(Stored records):
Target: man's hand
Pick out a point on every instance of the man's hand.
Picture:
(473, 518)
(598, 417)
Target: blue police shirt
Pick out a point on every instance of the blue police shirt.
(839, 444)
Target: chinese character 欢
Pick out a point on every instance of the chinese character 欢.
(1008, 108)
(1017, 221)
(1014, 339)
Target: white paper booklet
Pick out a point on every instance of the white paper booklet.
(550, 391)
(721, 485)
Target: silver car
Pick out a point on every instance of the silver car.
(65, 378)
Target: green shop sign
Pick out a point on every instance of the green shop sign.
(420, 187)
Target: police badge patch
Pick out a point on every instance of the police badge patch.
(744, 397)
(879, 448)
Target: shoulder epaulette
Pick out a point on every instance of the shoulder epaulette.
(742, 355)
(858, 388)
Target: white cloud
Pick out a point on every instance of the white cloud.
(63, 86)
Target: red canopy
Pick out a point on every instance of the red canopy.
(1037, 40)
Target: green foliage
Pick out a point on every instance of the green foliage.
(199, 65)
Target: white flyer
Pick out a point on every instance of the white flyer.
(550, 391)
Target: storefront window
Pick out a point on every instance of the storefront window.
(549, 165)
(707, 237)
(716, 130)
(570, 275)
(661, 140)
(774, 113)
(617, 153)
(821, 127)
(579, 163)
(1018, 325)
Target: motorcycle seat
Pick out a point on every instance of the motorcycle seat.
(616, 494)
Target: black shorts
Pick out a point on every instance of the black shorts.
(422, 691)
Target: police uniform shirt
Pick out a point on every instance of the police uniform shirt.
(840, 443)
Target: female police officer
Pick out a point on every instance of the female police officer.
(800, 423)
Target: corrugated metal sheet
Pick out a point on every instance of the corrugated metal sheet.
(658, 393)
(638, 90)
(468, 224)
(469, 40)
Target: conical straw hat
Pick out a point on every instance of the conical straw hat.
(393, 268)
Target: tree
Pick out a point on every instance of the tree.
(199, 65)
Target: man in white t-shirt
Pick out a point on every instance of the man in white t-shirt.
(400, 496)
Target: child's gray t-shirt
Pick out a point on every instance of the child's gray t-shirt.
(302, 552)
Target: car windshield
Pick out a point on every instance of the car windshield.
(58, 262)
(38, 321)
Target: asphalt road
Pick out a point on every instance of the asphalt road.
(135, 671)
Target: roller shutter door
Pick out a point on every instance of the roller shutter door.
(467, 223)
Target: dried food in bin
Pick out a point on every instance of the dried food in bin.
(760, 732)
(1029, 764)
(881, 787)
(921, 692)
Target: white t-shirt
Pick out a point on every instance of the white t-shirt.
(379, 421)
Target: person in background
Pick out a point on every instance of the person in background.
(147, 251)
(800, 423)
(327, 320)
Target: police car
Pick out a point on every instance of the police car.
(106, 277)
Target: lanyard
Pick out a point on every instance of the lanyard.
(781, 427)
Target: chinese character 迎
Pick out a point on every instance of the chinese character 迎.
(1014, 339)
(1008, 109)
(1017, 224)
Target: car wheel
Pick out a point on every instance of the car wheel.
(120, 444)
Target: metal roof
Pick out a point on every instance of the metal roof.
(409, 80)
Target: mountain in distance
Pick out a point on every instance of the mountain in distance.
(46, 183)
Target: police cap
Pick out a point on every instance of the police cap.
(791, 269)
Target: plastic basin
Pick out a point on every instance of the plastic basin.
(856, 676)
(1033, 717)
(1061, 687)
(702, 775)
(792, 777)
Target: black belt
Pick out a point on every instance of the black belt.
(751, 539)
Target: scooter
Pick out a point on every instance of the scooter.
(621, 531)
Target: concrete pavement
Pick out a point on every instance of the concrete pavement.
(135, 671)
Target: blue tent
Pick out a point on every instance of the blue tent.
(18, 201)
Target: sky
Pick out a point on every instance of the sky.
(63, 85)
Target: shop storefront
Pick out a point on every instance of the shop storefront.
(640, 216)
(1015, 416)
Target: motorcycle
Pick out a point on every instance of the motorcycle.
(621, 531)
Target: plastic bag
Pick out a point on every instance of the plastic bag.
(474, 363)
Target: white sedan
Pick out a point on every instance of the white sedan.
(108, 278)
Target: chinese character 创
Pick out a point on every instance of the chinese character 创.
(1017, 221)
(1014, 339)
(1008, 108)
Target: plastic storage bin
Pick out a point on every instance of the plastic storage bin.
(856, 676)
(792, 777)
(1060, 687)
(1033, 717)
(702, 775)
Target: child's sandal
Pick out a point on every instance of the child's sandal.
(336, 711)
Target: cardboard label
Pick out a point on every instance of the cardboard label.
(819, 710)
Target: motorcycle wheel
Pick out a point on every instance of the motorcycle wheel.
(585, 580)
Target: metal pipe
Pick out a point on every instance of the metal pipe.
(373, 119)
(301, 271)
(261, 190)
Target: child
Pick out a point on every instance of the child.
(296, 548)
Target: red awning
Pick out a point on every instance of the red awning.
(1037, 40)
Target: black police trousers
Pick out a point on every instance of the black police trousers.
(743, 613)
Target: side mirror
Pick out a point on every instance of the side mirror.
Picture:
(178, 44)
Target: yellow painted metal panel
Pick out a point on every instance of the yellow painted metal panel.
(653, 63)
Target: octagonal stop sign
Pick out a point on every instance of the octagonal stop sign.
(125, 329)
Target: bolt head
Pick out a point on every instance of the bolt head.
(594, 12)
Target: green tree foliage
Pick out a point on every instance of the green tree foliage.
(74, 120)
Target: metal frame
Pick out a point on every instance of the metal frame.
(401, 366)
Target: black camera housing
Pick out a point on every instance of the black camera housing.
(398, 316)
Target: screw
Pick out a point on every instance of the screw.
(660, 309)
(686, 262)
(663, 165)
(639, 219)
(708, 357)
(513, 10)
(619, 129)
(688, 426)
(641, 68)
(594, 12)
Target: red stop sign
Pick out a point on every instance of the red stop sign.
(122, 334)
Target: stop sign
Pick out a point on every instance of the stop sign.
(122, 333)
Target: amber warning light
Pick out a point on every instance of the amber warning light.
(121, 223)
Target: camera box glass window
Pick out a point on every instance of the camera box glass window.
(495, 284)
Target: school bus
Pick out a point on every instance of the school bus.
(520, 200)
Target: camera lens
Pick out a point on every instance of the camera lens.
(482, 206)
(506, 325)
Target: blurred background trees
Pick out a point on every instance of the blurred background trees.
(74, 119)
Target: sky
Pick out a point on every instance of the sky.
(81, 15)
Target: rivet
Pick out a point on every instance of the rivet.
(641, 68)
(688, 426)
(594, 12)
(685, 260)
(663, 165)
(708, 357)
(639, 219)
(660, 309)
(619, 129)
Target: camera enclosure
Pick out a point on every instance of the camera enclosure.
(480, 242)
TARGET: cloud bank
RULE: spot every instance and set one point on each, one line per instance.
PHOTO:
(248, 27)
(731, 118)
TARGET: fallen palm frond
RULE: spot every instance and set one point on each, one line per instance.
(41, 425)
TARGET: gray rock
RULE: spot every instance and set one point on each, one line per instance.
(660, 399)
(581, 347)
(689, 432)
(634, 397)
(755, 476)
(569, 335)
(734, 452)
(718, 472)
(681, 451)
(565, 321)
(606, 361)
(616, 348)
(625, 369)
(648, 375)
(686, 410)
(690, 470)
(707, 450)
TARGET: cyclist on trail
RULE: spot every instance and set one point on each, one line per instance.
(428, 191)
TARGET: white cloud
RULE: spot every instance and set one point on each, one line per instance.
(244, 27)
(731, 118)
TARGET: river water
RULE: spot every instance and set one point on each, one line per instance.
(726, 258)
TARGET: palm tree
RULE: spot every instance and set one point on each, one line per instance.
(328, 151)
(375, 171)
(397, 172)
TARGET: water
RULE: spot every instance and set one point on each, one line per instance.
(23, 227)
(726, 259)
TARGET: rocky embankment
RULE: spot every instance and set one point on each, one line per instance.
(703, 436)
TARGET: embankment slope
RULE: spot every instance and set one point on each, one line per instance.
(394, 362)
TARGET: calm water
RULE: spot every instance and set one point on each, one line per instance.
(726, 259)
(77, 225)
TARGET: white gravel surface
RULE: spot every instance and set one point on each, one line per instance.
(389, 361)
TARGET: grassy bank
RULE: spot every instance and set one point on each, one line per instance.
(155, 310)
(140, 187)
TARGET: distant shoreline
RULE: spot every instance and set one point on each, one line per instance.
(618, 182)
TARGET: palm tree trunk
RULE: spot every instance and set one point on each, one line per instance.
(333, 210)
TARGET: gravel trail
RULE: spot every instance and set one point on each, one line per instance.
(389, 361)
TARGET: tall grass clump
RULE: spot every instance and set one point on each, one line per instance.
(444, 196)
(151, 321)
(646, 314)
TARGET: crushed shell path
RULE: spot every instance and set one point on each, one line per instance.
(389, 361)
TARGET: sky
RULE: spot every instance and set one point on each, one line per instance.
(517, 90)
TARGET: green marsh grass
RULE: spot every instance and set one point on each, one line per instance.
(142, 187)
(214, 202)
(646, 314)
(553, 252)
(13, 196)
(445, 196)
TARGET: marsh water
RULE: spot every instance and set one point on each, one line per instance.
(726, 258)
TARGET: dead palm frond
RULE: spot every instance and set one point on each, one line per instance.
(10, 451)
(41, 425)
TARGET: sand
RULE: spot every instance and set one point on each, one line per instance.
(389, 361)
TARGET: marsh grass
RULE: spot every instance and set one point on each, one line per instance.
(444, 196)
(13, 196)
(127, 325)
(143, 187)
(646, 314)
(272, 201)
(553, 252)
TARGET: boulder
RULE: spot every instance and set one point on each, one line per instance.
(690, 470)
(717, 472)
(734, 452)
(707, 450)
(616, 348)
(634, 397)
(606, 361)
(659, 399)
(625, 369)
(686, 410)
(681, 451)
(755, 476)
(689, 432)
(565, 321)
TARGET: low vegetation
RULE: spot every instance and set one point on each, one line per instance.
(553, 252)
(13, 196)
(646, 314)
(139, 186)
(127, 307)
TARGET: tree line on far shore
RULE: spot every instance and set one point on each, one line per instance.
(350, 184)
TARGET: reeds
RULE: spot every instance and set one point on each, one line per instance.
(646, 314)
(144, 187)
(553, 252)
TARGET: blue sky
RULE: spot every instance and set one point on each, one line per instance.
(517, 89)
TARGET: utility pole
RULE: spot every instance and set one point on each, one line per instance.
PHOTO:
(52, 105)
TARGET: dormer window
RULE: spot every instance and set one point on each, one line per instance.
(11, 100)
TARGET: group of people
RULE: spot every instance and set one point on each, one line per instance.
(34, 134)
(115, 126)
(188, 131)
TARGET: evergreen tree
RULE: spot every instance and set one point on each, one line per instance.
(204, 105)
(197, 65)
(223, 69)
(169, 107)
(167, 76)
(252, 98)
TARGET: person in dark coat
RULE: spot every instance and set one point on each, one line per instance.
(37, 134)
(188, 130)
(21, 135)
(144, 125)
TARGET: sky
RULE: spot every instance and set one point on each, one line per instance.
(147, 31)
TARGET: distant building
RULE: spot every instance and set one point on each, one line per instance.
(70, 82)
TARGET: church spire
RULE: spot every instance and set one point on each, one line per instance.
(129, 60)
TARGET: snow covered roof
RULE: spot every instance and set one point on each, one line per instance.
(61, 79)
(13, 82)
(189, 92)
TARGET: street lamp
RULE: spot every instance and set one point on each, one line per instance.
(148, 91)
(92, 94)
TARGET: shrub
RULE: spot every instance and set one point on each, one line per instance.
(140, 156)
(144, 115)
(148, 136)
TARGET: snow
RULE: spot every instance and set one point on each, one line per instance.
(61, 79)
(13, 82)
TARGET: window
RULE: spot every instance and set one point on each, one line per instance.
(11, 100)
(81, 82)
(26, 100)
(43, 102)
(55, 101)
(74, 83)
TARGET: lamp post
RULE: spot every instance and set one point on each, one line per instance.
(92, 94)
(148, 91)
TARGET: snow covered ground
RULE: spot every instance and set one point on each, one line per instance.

(Your goal): Above are the records; copy exactly the lines from the line with "chinese character 欢." through the line with "Target: motorcycle seat", both included.

(Solution for this task):
Pick out a point on every instance of the chinese character 欢.
(1008, 108)
(1017, 221)
(1014, 339)
Target: white paper booklet
Pick out a point on every instance of the white paper booklet.
(550, 391)
(721, 485)
Target: silver car
Pick out a point on every instance of the silver car.
(65, 378)
Target: green shop sign
Pick out a point on every instance of the green shop sign.
(420, 187)
Target: police badge patch
Pick out a point on every instance of the police badge patch.
(744, 397)
(879, 448)
Target: shoulder epaulette
Pick out a point on every instance of the shoulder epaulette.
(742, 355)
(858, 388)
Target: white cloud
Pick out a point on every instance of the white cloud.
(63, 86)
Target: red canopy
Pick out a point on every instance of the red canopy.
(1037, 40)
Target: green foliage
Pick out a point on every instance of the green foliage.
(199, 65)
Target: white flyer
Pick out a point on every instance of the white flyer.
(550, 391)
Target: storefront window
Pick out a point on every instance of the storefront window.
(549, 165)
(707, 237)
(716, 130)
(570, 275)
(661, 140)
(774, 113)
(617, 153)
(821, 127)
(579, 163)
(1018, 325)
Target: motorcycle seat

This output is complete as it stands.